What is required:
Report each line of the data that includes the word "below".

*** Material to process ***

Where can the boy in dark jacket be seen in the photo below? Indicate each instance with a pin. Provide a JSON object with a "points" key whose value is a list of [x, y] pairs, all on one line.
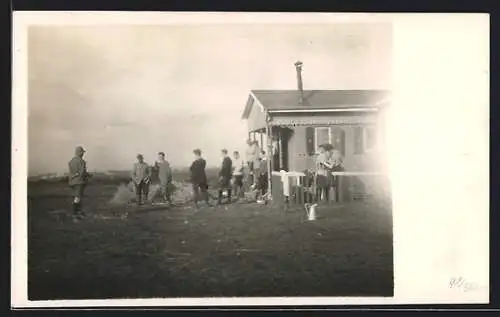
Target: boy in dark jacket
{"points": [[141, 176], [199, 178], [225, 175], [77, 179]]}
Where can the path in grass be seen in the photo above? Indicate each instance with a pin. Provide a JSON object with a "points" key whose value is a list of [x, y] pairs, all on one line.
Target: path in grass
{"points": [[237, 250]]}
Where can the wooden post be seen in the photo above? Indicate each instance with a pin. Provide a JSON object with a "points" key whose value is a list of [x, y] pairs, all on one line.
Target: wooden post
{"points": [[281, 158], [269, 156]]}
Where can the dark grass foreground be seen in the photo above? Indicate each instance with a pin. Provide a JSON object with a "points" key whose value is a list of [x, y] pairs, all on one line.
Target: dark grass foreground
{"points": [[244, 250]]}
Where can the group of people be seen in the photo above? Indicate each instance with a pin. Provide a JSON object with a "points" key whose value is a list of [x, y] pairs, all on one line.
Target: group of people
{"points": [[236, 175]]}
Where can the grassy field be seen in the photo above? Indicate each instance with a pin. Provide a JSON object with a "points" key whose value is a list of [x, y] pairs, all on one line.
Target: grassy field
{"points": [[235, 250]]}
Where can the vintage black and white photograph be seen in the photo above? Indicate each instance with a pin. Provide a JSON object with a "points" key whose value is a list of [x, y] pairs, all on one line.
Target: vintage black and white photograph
{"points": [[206, 160]]}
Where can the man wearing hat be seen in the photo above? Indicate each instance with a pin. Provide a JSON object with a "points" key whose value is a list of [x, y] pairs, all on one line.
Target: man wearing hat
{"points": [[77, 179], [141, 175]]}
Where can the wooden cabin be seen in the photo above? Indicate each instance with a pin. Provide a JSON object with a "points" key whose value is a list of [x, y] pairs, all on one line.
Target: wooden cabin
{"points": [[298, 121]]}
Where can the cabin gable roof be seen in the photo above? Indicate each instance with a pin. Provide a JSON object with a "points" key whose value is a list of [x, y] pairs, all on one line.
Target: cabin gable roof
{"points": [[314, 100]]}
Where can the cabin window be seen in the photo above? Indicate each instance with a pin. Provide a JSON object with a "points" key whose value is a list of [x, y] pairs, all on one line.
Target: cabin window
{"points": [[322, 135], [369, 139]]}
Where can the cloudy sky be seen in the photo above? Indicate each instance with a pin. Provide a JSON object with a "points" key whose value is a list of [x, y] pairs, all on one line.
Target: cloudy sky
{"points": [[123, 90]]}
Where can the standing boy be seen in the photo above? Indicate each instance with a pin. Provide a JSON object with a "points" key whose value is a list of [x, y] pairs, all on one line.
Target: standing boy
{"points": [[322, 180], [199, 178], [165, 177], [238, 168], [78, 179], [141, 175], [263, 181], [225, 174]]}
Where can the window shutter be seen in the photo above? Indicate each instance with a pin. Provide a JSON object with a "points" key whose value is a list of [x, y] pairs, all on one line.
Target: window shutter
{"points": [[310, 141], [358, 140]]}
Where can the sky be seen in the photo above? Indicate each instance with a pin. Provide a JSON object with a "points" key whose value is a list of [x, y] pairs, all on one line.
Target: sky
{"points": [[120, 90]]}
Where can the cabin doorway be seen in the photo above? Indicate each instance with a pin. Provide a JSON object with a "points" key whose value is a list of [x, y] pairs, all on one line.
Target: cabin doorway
{"points": [[281, 137]]}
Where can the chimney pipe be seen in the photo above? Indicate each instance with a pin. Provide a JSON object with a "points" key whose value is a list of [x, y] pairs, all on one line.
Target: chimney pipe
{"points": [[298, 67]]}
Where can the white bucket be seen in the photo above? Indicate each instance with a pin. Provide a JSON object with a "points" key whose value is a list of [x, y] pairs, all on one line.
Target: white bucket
{"points": [[311, 211]]}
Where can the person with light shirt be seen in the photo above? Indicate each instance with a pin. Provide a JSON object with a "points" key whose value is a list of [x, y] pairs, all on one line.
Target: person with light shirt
{"points": [[165, 176], [253, 160], [322, 174], [238, 169], [141, 175], [77, 179]]}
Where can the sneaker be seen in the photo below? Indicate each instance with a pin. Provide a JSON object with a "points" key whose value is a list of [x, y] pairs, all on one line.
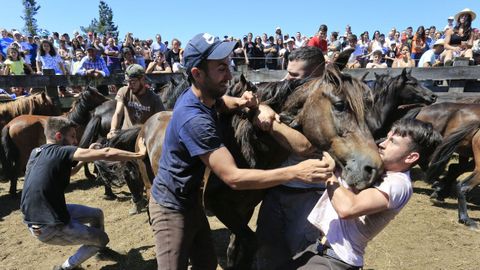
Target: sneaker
{"points": [[138, 207]]}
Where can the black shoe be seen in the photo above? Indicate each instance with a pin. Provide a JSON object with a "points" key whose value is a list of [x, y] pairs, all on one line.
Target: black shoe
{"points": [[138, 207]]}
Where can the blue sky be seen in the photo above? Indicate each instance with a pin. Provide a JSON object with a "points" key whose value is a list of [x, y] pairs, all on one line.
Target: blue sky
{"points": [[184, 19]]}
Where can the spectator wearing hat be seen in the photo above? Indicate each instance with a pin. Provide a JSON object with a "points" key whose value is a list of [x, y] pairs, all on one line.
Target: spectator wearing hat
{"points": [[449, 25], [377, 60], [5, 41], [173, 56], [290, 46], [300, 41], [391, 54], [94, 66], [24, 47], [278, 33], [90, 39], [320, 40], [158, 46], [128, 57], [192, 143], [135, 104], [403, 58], [33, 42], [459, 40], [433, 57], [419, 43], [113, 56], [357, 57]]}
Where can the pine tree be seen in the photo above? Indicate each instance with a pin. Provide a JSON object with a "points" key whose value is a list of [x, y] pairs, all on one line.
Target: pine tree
{"points": [[31, 9], [104, 24]]}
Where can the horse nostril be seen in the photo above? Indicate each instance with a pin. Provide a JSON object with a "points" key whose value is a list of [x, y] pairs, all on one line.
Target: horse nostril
{"points": [[369, 169]]}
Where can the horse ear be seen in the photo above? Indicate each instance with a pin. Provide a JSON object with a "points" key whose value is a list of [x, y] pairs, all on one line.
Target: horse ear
{"points": [[365, 76]]}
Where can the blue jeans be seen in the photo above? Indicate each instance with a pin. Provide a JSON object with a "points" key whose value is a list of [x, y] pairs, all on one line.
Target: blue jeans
{"points": [[92, 238]]}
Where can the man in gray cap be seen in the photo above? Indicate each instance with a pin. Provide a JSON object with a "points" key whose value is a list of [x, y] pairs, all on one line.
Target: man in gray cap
{"points": [[135, 104], [192, 143]]}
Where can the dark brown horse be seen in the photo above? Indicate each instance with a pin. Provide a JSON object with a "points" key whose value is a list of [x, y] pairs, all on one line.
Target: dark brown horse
{"points": [[39, 104], [391, 98], [21, 135], [459, 125]]}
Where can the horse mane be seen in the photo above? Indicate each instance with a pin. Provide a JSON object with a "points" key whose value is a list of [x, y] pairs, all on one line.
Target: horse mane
{"points": [[21, 105], [125, 139], [353, 89], [288, 98], [81, 107]]}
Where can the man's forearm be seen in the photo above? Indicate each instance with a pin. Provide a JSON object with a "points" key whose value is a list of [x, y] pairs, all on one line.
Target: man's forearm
{"points": [[291, 139], [114, 154]]}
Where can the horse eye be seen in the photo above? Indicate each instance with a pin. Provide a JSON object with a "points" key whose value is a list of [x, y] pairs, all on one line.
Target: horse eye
{"points": [[340, 106]]}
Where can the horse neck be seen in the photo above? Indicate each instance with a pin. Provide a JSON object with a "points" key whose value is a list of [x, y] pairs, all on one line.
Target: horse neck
{"points": [[17, 107], [385, 101]]}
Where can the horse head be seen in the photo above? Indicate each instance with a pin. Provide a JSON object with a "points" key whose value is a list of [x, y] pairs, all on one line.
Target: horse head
{"points": [[331, 116]]}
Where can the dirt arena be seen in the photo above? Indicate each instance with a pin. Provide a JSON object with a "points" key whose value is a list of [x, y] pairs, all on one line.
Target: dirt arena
{"points": [[423, 236]]}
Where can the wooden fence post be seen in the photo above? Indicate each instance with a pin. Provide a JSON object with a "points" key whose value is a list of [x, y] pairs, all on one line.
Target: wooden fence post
{"points": [[458, 86], [52, 90]]}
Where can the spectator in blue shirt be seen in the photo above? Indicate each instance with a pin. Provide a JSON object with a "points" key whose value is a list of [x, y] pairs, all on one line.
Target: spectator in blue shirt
{"points": [[94, 66], [5, 41]]}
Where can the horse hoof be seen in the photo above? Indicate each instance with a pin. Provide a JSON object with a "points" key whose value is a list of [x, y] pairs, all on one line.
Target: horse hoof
{"points": [[437, 199], [472, 225]]}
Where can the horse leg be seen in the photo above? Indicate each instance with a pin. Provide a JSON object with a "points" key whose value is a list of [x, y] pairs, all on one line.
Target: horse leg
{"points": [[442, 188], [468, 184], [463, 188], [88, 174], [13, 186], [233, 210]]}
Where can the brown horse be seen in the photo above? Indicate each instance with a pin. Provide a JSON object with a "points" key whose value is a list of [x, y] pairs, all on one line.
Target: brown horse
{"points": [[391, 98], [329, 111], [39, 104], [22, 134], [459, 125]]}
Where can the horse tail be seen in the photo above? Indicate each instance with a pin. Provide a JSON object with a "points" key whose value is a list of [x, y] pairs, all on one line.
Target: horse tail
{"points": [[445, 150], [8, 153], [91, 132]]}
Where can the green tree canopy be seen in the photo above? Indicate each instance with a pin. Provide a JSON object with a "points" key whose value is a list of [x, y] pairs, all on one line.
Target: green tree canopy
{"points": [[30, 10]]}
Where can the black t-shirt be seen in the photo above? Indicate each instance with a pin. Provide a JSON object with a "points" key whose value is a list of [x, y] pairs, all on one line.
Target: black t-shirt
{"points": [[46, 178]]}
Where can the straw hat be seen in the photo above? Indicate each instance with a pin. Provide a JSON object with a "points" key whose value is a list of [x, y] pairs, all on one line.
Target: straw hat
{"points": [[466, 11], [440, 41]]}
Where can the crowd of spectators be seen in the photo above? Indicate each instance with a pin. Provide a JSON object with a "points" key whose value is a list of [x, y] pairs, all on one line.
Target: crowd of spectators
{"points": [[100, 55]]}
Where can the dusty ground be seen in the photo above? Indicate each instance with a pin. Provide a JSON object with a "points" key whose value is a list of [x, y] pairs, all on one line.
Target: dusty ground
{"points": [[421, 237]]}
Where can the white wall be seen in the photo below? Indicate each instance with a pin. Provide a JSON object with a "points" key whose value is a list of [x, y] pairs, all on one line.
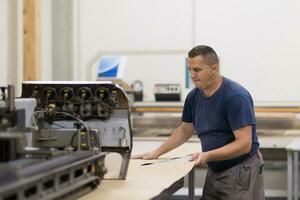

*** End of Material to process ***

Solution to this problem:
Where can the boy in dark jacket be seen in the photo below? Indicate each instance with a pin. Provide a JSON object with a "points" key whose value is a list of [x, y] pairs, all on one line.
Where can the sneaker be seen in the photo below? Indicate each instance with a pin. Provide a JSON object with a "points" key whose value is a list of [x, y] pairs, all on one line.
Where can the white wall be seen in the photo below? Indicate each instance with a pin. Provide a JSON object with a "points" key whose value is a list of [x, y] pairs, all on one line.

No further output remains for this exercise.